[Dataset entries — start]

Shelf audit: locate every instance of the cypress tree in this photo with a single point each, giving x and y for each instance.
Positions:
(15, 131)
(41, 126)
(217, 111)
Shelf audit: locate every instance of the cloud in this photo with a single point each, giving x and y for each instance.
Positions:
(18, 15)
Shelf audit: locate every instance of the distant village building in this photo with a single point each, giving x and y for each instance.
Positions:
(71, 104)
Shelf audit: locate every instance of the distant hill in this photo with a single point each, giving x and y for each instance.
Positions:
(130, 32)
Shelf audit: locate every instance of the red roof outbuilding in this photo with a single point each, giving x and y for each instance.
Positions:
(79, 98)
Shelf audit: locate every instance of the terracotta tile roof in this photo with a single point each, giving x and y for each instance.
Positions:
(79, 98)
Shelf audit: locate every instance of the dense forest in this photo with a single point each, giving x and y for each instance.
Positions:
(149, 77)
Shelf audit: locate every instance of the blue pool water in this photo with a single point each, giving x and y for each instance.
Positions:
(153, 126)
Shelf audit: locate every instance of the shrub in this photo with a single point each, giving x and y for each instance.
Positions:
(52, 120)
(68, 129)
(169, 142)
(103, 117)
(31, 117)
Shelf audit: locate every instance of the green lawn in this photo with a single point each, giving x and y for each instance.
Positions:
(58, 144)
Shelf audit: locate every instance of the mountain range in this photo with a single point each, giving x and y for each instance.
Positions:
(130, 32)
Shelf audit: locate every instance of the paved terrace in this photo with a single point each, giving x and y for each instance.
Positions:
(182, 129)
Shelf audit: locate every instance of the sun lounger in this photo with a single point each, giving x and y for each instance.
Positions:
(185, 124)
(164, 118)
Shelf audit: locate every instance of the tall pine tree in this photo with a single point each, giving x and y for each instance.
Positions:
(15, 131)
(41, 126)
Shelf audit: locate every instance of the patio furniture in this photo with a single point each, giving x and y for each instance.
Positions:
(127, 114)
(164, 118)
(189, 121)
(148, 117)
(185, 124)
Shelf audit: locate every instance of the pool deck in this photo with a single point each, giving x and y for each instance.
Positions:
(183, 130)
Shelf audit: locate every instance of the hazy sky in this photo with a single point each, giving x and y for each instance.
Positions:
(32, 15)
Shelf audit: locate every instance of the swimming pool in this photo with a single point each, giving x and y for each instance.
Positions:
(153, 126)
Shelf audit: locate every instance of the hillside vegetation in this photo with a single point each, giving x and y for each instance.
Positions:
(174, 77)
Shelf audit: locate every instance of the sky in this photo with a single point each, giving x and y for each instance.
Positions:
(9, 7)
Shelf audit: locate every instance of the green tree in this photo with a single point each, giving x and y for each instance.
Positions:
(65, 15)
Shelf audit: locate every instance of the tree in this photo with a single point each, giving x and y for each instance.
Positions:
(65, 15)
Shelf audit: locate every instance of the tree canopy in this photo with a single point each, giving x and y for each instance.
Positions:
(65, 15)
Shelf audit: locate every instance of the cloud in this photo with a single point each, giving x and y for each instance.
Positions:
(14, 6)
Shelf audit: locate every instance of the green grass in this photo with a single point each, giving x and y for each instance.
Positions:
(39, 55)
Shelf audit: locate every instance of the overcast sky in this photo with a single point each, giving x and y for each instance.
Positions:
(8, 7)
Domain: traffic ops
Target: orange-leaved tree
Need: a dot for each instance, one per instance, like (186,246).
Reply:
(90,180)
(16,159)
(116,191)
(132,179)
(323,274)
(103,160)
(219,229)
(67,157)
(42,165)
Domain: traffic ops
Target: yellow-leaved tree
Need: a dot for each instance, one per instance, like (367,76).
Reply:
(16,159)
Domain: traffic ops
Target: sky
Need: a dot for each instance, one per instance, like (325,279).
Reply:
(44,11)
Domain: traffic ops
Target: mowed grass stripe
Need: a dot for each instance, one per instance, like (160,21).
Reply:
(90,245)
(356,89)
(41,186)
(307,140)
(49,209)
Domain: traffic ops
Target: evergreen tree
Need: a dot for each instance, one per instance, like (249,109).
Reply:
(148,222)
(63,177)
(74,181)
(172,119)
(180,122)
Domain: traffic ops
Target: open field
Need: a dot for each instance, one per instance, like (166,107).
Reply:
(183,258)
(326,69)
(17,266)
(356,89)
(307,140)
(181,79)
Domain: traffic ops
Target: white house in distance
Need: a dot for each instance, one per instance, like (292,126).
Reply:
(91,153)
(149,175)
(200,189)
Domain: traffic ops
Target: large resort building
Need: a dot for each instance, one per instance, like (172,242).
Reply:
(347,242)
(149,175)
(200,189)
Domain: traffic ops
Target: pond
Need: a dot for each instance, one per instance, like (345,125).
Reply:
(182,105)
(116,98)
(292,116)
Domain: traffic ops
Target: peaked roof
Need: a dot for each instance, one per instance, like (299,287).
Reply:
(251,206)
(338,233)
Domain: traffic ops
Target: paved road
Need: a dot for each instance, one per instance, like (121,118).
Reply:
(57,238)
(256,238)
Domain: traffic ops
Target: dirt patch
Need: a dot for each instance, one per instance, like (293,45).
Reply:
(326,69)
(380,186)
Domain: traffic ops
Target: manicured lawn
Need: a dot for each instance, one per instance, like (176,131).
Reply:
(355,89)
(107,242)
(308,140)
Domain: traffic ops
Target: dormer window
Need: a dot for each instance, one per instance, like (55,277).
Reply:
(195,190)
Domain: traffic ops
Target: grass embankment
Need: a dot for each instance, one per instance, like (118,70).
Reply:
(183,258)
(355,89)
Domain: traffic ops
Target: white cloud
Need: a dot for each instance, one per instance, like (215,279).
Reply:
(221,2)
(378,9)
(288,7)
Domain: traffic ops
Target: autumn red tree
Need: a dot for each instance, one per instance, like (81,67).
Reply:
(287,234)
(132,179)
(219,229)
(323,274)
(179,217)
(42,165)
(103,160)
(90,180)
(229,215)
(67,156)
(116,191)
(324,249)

[Dataset entries — finish]

**Exercise objective**
Write out every entry again exactly, please, with nothing missing.

**Output for this exercise**
Shelf audit: locate every instance of the cypress tree in this photo with a single point each, giving x and y for each instance.
Positions:
(15, 131)
(41, 126)
(217, 111)
Shelf audit: locate every instance of the cloud in this photo with a single point each, giving x and y for each instance.
Positions:
(18, 15)
Shelf audit: locate every instance of the distant village building in this photo with a single point each, giving x and y for each instance.
Positions:
(71, 104)
Shelf audit: locate every instance of the distant hill in this photo with a single point each, giving x and y for each instance.
Positions:
(130, 32)
Shelf audit: locate every instance of the red roof outbuilding in this photo with a single point each, giving x and y for each instance.
Positions:
(79, 98)
Shelf audit: locate every instance of the terracotta tile roof in this photo with a single point each, giving x and y for each instance.
Positions:
(79, 98)
Shelf audit: locate every instance of the dense forest in this photo with a single point each, giving x and y for each instance.
Positions:
(149, 77)
Shelf audit: locate every instance of the blue pool water in this photo with a single point each, giving x and y for each instance.
Positions:
(153, 126)
Shelf audit: locate every instance of the shrub in this photo with a single point each, giving x and y for each instance.
Positions:
(52, 120)
(68, 129)
(169, 142)
(103, 117)
(31, 117)
Shelf audit: locate every instance of the green lawn in this photo with a single point each, giving x and y for each instance.
Positions:
(58, 144)
Shelf audit: locate every instance of the mountain range in this photo with a single point each, giving x and y for each instance.
Positions:
(130, 32)
Shelf audit: locate every instance of the paved terrace in this photo with a single point each, giving x and y for each instance.
Positions:
(182, 129)
Shelf audit: locate every instance of the sun lounger in this photo with a single point each, giving x and y for each instance.
Positions:
(185, 124)
(164, 118)
Shelf audit: locate every instance of the tall pine tree in this photo with a single point each, giving x and y for each instance.
Positions:
(15, 131)
(41, 126)
Shelf audit: locate every instance of the patio furniture in this photo with a single point each, giving x and y for each instance.
Positions:
(127, 114)
(164, 118)
(189, 121)
(148, 117)
(185, 124)
Shelf audit: locate every instance of the pool deck in this photo with a single point each, giving x and y for each instance.
Positions:
(183, 130)
Shelf audit: locate every instance of the hazy sky in this photo with a single point each, giving x and y for each instance.
Positions:
(32, 15)
Shelf audit: locate every instance of the swimming pool in this photo with a single point each, giving x and y for each instance.
Positions:
(153, 126)
Shelf audit: locate every instance of the hillside vegetation in this photo with a single point each, giving x and y for each instance.
Positions:
(174, 77)
Shelf audit: locate every instance of the sky in this photo with a single point each, giving x and y for each instance.
Positions:
(9, 7)
Shelf audit: locate every instance of the green tree in this photo with a single point each, giving x and y for each instance.
Positions:
(65, 15)
Shelf audit: locate every instance of the tree in this photo with a single point each, giving x and y for each instance.
Positions:
(65, 15)
Shelf audit: locate every instance of the tree canopy in this photo with a single point each, giving x and y for each instance.
Positions:
(65, 15)
Shelf audit: locate every instance of the cloud in this photo with a single point each, giving x and y for each instance.
Positions:
(14, 6)
Shelf audit: locate every instance of the green grass in this photo with a single point each, giving x and y for each instance.
Positions:
(39, 55)
Shelf audit: locate every instance of the overcast sky in this photo with a single point each, giving x and y for each instance.
Positions:
(8, 7)
Domain: traffic ops
Target: orange-leaved tree
Need: a dot for each instance, one per instance, like (186,246).
Reply:
(90,180)
(16,159)
(116,191)
(132,179)
(323,274)
(103,160)
(219,229)
(67,157)
(42,165)
Domain: traffic ops
Target: yellow-leaved tree
Need: a dot for each instance, one per instance, like (367,76).
Reply:
(16,159)
Domain: traffic ops
Target: sky
Need: a dot for each instance, one per instance, like (325,279).
Reply:
(44,11)
Domain: traffic ops
Target: mowed grass stripe
Need: a dot for each instance, one per instance, like (160,21).
Reply:
(90,245)
(356,89)
(41,186)
(307,140)
(49,209)
Domain: traffic ops
Target: evergreen tree
Need: a dot for each instance, one per instance, like (249,109).
Reply:
(148,222)
(63,177)
(74,181)
(172,119)
(180,122)
Domain: traffic ops
Target: open field
Need: a dot for each instance, one per instance, like (166,107).
Reply:
(183,258)
(326,69)
(17,266)
(356,89)
(307,140)
(181,79)
Domain: traffic ops
Target: white house in distance
Need: a dot for each instance, one per instance, like (292,126).
Reply:
(91,153)
(149,175)
(200,189)
Domain: traffic ops
Target: large resort building
Need: a dot for each instance, one per instance, like (172,242).
Reply:
(347,242)
(149,175)
(200,189)
Domain: traffic ops
Target: pond
Need: a dot for each instance, one per instance, like (345,125).
Reply:
(182,105)
(116,98)
(292,116)
Domain: traffic ops
Target: peaked roof
Need: a dot for each instance, one per instance, like (299,287).
Reply:
(251,206)
(338,233)
Domain: traffic ops
Target: paved road
Need: a dot for each instance, one per instance, like (121,118).
Reply:
(57,238)
(256,238)
Domain: traffic ops
Target: dirt patch
Need: a dot for each instance, one per instance, like (293,45).
Reply:
(326,69)
(380,186)
Domain: traffic ops
Target: manicured lawn
Need: a dot for each instance, one per instance, like (176,131).
Reply:
(355,89)
(107,242)
(308,140)
Domain: traffic ops
Target: dormer window
Need: a dot for each instance, one per instance, like (55,277).
Reply:
(195,190)
Domain: traffic ops
Target: grass embankment
Need: a dot for each instance, one per instance, like (118,70).
Reply:
(183,258)
(355,89)
Domain: traffic ops
Target: white cloud
Need: a dot for each instance, one per instance, like (215,279).
Reply:
(221,2)
(378,9)
(288,7)
Domain: traffic ops
Target: autumn red tree
Need: a dot for each instance, one per instance, like (81,67).
Reply:
(287,234)
(132,179)
(219,229)
(323,274)
(179,217)
(42,165)
(103,160)
(90,180)
(229,215)
(67,156)
(116,191)
(324,249)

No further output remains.